╔══
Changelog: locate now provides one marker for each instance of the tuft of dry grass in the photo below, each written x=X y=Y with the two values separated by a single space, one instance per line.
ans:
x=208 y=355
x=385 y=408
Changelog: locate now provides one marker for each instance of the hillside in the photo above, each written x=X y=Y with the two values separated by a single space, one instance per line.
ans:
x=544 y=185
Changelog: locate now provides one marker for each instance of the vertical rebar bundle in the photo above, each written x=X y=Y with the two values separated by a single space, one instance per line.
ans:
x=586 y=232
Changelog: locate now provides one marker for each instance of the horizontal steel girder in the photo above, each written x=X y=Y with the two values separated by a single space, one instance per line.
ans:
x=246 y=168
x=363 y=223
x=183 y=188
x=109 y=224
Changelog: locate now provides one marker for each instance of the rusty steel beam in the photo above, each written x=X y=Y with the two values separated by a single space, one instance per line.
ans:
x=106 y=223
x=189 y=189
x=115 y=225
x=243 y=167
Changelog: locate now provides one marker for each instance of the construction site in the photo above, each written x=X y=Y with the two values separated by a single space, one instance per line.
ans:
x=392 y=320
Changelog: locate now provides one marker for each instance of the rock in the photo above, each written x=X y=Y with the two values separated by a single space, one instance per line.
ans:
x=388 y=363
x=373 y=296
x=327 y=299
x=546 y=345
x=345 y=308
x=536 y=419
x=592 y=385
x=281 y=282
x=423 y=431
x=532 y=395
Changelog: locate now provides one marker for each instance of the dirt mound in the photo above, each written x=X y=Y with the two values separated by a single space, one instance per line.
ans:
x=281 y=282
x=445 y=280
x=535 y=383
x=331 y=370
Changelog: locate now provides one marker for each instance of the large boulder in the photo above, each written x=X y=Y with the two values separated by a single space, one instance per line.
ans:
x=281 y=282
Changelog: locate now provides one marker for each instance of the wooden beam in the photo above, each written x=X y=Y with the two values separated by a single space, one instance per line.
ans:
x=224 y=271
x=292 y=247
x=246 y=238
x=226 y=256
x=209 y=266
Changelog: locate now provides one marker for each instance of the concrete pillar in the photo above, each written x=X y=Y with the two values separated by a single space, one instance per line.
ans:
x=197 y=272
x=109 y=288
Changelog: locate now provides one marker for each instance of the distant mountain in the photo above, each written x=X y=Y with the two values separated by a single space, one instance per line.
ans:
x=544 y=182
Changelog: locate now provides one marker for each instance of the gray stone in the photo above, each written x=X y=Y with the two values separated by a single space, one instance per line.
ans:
╚══
GIVEN REQUEST
Write out every entry again, keeping each line exactly the same.

TASK RESPONSE
Changelog: locate now provides one marker for each instance of the tuft of dry grass in the photo below, each written x=X y=Y with the two values separated by a single space, one instance per line.
ans:
x=208 y=355
x=385 y=408
Changelog: locate now provides one marker for each instance of the hillside in the photo above, each written x=X y=Y with the two values separated by a single space, one instance per line.
ans:
x=544 y=185
Changelog: locate now provides one marker for each instance of the vertical rebar bundle in the photo above, each written x=X y=Y with the two values separated by a single space, one instance per line.
ans:
x=586 y=232
Changelog: locate now provides one marker for each instance of the horizontal steel girder in the photo above, each written x=X y=Y with the two values separated by a single space, one instance per line.
ans:
x=246 y=168
x=363 y=223
x=183 y=188
x=109 y=224
Changelog: locate now provides one marker for each instance of the rusty steel beam in the photo above, each written x=X y=Y with the two values separated by a single space, one instance per line.
ans:
x=106 y=223
x=189 y=189
x=115 y=225
x=243 y=167
Changelog: locate now provides one marker for each instance of the construction site in the photo above, each written x=X y=Y with the two values separated by a single space, one instance per line.
ans:
x=392 y=320
Changelog: locate now provides one marker for each instance of the rock in the photo above, each written x=X y=Y with the two values separated by a single space, one instance per line.
ans:
x=388 y=363
x=373 y=296
x=327 y=299
x=546 y=345
x=345 y=308
x=536 y=419
x=592 y=385
x=281 y=282
x=423 y=431
x=532 y=395
Changelog: locate now provides one marker for each instance of the dirt mound in the photo above, each written x=X y=Y with the two values separated by a single space, one instance per line.
ans:
x=281 y=282
x=445 y=280
x=535 y=383
x=331 y=370
Changelog: locate now provides one marker for each instance of the large boulder in the photo above, each written x=X y=Y with the two values separated by a single space, one instance per line.
ans:
x=281 y=282
Changelog: locate now provides one marker for each instance of the wooden beam in the photo above, each written x=X y=Y with the two values separated by a single space, one instance per line.
ans:
x=224 y=271
x=292 y=247
x=246 y=238
x=226 y=256
x=209 y=266
Changelog: locate now provides one marker for each instance of the concrete pillar in the photo above, each written x=X y=Y with the two values separated by a single space, one instance per line.
ans:
x=197 y=272
x=109 y=288
Changelog: locate now provides one marker for each instance of the distant mountain in the photo above, each written x=X y=Y with the two values separated by a single space, one instance per line.
ans:
x=544 y=182
Changelog: locate now provides one marker for each instance of the gray stone in the photo above, each written x=X y=Y with the two values separated by a single space, one instance per line.
ans:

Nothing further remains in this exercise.